DATA PROVIDED
============================================================

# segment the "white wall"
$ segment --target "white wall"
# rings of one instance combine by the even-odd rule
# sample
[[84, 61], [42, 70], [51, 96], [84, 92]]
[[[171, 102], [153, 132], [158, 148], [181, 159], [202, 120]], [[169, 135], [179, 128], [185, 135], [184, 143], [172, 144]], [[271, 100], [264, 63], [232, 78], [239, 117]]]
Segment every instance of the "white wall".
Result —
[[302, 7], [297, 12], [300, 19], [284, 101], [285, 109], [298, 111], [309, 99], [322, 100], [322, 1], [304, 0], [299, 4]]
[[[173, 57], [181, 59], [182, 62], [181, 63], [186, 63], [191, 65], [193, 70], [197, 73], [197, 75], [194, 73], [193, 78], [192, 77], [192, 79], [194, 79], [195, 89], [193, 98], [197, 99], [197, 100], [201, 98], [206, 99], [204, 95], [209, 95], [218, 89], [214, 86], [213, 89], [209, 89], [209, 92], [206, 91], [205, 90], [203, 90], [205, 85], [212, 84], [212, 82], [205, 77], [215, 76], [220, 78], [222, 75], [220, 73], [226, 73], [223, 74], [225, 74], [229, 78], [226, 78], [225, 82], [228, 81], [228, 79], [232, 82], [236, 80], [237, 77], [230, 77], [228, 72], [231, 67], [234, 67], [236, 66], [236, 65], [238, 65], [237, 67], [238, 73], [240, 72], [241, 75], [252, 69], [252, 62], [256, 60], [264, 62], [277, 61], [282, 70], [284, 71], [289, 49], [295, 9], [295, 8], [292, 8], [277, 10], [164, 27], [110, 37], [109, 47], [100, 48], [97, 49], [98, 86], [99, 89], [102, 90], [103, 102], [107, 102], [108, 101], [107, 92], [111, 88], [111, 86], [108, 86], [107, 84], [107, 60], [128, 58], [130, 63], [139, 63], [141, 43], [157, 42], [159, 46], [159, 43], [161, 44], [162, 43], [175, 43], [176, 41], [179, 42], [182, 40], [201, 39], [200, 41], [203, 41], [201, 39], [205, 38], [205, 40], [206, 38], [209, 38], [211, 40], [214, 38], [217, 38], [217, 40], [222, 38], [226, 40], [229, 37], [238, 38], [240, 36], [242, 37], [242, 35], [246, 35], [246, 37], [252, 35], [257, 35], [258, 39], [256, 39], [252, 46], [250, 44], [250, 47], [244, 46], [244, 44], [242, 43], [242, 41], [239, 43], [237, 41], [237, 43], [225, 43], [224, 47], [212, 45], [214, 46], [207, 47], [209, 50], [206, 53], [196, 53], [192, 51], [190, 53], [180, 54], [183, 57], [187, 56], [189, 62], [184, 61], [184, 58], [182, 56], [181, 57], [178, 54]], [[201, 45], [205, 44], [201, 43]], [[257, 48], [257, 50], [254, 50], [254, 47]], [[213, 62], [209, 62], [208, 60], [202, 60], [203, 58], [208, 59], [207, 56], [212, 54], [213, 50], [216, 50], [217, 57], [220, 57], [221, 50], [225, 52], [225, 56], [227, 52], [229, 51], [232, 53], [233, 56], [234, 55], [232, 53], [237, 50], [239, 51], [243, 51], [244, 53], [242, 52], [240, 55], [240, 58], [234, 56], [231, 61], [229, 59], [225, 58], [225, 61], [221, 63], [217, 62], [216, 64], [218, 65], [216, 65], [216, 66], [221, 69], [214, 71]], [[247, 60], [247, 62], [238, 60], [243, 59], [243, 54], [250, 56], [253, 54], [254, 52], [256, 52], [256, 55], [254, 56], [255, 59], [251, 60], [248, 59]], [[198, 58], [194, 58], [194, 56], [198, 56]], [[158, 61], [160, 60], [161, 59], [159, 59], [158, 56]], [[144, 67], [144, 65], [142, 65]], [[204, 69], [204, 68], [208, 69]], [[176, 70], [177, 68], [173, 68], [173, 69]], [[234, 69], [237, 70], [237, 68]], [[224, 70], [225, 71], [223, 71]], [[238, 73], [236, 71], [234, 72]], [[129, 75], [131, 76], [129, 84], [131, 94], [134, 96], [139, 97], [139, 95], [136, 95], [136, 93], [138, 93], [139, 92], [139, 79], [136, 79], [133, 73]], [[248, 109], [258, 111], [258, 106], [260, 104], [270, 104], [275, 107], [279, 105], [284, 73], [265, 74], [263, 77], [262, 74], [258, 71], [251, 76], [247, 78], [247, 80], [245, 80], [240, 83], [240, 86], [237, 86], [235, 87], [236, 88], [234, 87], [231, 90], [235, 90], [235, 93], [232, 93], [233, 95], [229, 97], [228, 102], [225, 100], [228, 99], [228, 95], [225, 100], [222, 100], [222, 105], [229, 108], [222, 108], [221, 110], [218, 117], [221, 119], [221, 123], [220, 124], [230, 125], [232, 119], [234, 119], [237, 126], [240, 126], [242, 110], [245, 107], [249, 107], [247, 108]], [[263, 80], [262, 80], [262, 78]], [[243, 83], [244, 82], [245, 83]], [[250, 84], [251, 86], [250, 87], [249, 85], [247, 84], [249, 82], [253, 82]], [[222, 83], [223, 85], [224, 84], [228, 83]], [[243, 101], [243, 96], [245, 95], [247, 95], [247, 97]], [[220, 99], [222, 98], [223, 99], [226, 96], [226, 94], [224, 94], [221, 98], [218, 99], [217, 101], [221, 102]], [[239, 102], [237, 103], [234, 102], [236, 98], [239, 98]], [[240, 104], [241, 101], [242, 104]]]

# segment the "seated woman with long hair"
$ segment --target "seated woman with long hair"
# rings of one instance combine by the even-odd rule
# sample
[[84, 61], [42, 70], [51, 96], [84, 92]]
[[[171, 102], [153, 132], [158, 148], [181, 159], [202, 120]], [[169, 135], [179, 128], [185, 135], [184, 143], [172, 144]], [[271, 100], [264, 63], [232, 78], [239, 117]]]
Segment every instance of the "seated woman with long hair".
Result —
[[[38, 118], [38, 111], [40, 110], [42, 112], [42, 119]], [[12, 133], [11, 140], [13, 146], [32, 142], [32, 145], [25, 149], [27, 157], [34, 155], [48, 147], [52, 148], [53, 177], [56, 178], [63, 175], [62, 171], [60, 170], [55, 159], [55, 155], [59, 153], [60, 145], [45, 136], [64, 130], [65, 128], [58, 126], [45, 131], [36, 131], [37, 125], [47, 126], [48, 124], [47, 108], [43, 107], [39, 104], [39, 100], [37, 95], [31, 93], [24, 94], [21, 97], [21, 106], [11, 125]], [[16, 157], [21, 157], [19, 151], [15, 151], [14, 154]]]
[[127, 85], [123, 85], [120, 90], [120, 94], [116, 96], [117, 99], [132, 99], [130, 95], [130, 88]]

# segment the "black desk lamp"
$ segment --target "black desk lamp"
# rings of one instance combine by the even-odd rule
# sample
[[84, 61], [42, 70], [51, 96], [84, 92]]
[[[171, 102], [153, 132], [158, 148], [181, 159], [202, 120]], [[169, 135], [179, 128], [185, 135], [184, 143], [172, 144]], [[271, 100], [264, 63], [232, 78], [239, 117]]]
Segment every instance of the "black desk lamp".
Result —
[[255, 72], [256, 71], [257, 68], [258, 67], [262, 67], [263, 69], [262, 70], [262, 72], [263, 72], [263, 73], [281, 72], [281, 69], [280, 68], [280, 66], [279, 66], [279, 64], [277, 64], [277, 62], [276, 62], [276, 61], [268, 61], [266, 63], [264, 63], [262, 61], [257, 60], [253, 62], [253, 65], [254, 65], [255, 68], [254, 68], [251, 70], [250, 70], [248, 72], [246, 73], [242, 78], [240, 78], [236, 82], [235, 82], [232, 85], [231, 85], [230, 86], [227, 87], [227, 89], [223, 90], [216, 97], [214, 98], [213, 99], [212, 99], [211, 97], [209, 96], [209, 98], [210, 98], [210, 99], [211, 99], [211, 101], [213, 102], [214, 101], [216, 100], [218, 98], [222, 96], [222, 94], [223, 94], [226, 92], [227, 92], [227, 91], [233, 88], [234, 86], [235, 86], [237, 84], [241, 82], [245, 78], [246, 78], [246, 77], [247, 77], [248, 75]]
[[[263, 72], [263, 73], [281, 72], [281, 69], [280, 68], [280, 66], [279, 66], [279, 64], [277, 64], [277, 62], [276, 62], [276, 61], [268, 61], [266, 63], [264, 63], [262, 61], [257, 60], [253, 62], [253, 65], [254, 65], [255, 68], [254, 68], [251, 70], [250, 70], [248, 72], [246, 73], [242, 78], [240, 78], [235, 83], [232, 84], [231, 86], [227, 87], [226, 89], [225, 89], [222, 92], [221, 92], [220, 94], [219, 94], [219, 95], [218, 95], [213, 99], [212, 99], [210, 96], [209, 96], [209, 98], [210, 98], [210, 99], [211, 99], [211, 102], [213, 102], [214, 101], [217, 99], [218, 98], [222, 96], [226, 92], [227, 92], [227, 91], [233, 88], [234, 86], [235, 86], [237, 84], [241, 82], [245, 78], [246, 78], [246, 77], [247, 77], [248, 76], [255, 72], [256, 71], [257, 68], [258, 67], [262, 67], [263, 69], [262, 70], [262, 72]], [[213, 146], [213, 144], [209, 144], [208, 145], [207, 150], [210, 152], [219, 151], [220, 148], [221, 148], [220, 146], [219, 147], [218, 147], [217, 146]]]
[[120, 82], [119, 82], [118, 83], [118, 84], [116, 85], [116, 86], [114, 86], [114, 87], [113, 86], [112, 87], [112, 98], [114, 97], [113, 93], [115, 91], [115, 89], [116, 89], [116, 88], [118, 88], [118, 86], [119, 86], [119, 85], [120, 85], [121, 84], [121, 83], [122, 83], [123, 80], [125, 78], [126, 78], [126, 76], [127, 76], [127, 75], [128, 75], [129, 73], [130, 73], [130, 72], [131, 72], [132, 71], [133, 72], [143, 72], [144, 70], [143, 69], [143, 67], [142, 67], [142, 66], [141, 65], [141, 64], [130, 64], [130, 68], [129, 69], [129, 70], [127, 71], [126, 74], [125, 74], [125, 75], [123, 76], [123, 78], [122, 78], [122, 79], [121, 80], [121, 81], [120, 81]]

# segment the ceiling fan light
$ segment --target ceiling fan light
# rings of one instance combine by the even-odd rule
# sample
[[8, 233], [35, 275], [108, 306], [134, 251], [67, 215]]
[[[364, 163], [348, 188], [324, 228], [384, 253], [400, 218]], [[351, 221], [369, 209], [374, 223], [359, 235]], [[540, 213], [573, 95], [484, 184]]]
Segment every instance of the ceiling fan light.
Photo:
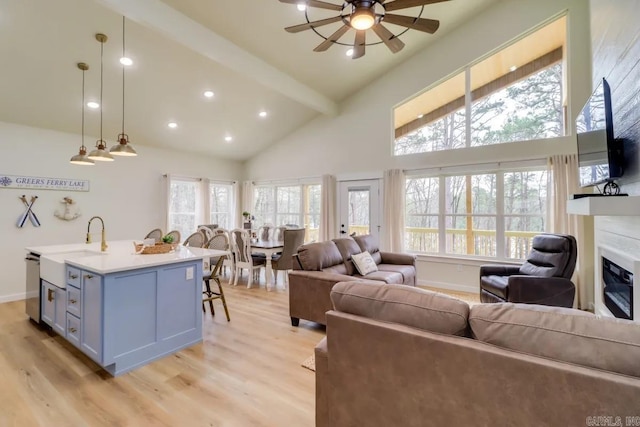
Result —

============================================================

EXERCISE DETAILS
Please reproduce the listing from its first line up to and including the line that contains "0], [299, 4]]".

TASK OUTPUT
# segment the "white wall"
$ segment --target "white wall"
# rings of one instance combine by the even-odd rule
# sample
[[84, 61], [42, 70], [51, 96], [84, 92]]
[[[171, 102], [153, 132], [158, 148], [181, 159], [202, 120]], [[169, 135], [179, 128], [185, 135], [184, 143], [172, 144]], [[271, 100], [264, 63], [232, 78], [239, 117]]]
Segment every instance of the "white wall".
Result —
[[302, 7], [297, 12], [300, 19], [284, 101], [285, 109], [298, 111], [309, 99], [322, 100], [322, 1], [304, 0], [299, 4]]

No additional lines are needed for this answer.